[BEGIN Records to use]

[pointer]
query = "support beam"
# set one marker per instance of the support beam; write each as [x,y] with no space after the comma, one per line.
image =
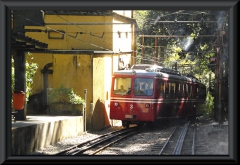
[20,81]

[END Records to use]

* What to do
Format every line of the data above as a JSON list of strings, one string per line, skipping blank lines and leaving out the pictures.

* Solved exercise
[
  "[pointer]",
  "query = \"support beam\"",
  "# set one marker per instance of the support beam; write each as [x,y] with no space after the comma, one per line.",
  "image =",
  "[20,81]"
]